[Coordinate annotation entries]
=======
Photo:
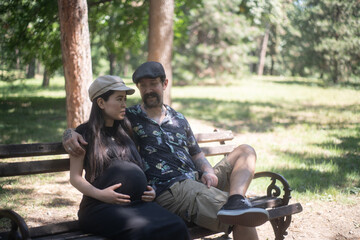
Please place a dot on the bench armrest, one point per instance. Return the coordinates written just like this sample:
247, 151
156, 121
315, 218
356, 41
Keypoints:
19, 229
273, 190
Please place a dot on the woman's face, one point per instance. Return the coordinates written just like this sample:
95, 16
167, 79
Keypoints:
114, 107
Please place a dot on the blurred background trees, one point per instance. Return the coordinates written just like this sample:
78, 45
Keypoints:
212, 38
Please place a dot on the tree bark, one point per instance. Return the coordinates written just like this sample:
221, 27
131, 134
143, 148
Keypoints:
263, 52
112, 63
30, 73
46, 78
161, 36
76, 56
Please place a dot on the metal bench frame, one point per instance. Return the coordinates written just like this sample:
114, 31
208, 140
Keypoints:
280, 211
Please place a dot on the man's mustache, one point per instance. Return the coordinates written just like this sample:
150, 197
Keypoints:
151, 95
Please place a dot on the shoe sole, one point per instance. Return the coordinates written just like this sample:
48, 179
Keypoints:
252, 217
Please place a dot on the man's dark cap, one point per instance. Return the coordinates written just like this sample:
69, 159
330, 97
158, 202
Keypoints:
149, 70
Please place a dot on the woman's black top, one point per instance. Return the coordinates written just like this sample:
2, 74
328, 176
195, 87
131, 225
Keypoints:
135, 221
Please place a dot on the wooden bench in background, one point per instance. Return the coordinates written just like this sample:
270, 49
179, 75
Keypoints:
275, 199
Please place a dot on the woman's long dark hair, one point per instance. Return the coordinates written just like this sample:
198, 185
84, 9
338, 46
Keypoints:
102, 148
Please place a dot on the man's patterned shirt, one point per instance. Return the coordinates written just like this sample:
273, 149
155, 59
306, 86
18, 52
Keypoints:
166, 148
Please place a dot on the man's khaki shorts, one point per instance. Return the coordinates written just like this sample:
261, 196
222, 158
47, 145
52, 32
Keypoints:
195, 202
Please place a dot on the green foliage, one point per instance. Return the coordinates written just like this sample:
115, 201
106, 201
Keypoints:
118, 32
325, 38
307, 132
219, 39
30, 29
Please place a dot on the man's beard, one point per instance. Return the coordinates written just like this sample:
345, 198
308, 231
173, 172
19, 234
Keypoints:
152, 104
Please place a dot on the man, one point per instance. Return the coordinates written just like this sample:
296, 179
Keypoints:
184, 181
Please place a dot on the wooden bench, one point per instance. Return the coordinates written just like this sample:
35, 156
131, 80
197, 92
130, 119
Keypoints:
275, 199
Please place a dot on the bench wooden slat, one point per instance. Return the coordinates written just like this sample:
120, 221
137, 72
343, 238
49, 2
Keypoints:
276, 205
217, 150
32, 149
214, 136
266, 202
286, 210
34, 167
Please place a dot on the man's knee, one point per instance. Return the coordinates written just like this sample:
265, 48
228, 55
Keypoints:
244, 150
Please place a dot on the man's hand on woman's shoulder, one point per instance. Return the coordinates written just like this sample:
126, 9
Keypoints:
71, 142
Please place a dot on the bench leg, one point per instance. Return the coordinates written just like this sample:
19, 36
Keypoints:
280, 225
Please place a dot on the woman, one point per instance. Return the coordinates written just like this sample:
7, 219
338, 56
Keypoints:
116, 199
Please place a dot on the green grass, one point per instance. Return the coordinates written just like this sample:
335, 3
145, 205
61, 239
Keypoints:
302, 129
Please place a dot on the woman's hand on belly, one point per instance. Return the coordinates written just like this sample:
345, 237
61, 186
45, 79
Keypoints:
148, 195
109, 195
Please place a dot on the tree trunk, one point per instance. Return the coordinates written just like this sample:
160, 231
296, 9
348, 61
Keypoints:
30, 73
46, 78
112, 63
263, 52
161, 36
76, 56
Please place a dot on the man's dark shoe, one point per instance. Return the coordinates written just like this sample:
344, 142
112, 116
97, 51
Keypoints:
238, 211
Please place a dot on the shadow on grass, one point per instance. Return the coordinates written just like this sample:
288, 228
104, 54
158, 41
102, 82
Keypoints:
319, 83
61, 202
32, 119
239, 116
323, 172
13, 191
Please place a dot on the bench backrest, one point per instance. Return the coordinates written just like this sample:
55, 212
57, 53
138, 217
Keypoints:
51, 157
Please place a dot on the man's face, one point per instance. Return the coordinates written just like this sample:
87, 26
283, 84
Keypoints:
152, 91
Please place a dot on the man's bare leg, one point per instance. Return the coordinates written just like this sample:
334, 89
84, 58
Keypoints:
238, 210
243, 160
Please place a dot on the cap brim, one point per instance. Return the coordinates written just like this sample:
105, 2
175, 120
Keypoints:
129, 91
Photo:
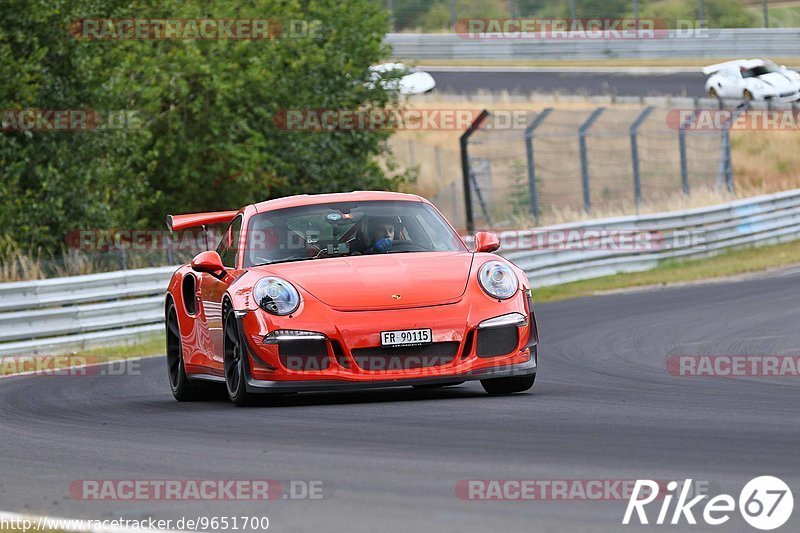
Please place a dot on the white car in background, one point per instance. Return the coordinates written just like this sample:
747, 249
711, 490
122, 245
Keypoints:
401, 78
752, 79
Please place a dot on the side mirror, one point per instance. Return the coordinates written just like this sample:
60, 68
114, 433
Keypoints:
486, 242
209, 262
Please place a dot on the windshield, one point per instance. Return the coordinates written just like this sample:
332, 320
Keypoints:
758, 71
347, 229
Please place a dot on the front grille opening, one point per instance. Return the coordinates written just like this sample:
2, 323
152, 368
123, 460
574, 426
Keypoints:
468, 344
304, 355
188, 290
339, 354
406, 357
497, 341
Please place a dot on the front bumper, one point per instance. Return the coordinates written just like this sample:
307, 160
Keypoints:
343, 341
264, 386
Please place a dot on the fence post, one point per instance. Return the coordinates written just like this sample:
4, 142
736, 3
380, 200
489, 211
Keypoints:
637, 178
682, 150
466, 171
726, 170
437, 153
532, 191
582, 131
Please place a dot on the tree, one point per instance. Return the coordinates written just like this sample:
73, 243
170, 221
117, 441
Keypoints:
209, 138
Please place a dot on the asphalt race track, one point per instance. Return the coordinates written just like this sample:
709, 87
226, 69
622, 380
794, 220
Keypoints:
603, 408
622, 83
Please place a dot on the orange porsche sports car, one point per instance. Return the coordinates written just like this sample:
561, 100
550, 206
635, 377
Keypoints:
346, 291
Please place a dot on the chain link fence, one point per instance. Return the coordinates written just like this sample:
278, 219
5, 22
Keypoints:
569, 162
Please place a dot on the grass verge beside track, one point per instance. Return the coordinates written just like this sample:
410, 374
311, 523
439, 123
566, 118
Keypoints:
145, 346
732, 263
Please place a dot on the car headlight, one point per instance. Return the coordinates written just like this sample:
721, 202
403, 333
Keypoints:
276, 296
498, 280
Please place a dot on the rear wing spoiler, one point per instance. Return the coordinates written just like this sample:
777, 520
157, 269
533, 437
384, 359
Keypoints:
192, 220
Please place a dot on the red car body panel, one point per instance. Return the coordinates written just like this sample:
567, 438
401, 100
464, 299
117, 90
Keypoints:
349, 300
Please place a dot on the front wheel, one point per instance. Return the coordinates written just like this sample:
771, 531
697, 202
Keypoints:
179, 384
501, 386
235, 359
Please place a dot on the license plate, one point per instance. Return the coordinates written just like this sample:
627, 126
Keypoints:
406, 337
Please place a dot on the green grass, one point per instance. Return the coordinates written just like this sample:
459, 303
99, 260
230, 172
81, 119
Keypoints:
742, 261
153, 344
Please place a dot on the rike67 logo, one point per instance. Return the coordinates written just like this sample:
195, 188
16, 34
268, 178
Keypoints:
766, 503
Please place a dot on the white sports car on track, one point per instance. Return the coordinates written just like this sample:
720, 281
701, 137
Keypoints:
401, 78
752, 79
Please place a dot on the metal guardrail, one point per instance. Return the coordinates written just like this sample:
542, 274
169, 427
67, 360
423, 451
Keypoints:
54, 315
57, 314
716, 43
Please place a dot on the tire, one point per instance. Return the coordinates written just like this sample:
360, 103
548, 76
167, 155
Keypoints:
235, 360
182, 389
502, 386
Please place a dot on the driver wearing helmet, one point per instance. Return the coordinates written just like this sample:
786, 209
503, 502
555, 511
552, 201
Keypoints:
382, 232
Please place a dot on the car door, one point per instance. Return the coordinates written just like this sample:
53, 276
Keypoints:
212, 289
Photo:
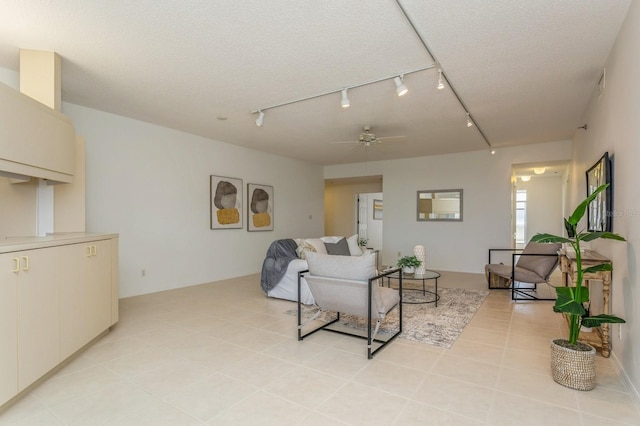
=======
_Your goal_:
Return the lines of the rows above unchanged, starting at the line that contains "Please place a dot on the metal guardrail, one" and ending at the last line of the rows. Leave the pictures out of your answer.

_Expected output_:
Please place a dot on the metal guardrail, one point per instance. Return the coordinates written just like this sample:
542, 274
169, 427
67, 360
423, 451
Keypoints:
54, 315
57, 314
716, 43
Please place a dot on the tire, one point per instance. Return the coordinates written just like this sample:
360, 103
548, 76
167, 155
Keypoints:
235, 360
182, 389
502, 386
Please place a dot on the driver wearing helmet, one point per instance. Return the coordinates written just like this sample:
786, 209
503, 502
555, 511
552, 201
Keypoints:
382, 232
Please place a dot on the car door, one point per instance. Return the coordinates written just like this sample:
53, 276
Keypoints:
212, 289
Photo:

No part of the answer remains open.